● Problem
Out of the data below, copy every line with the string "Category".

● Dataset entries
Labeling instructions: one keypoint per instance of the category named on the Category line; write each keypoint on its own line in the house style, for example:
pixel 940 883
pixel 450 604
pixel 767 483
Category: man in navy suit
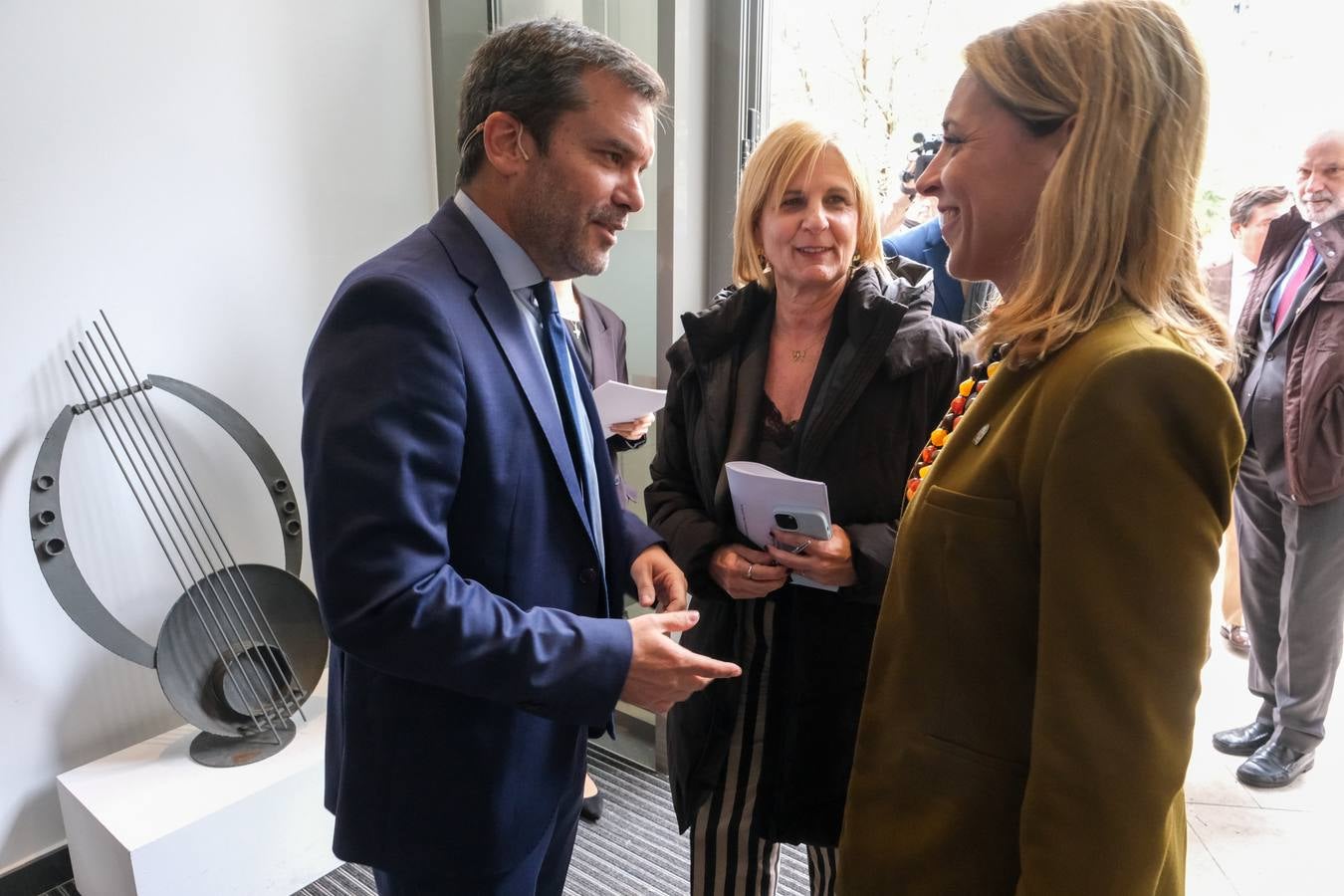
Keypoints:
pixel 469 549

● Answer for the task
Labeling instructions: one keypoint per instance of the category named on the Category line; write each keypoint on its own line in the house style, for example:
Category: man in navy suit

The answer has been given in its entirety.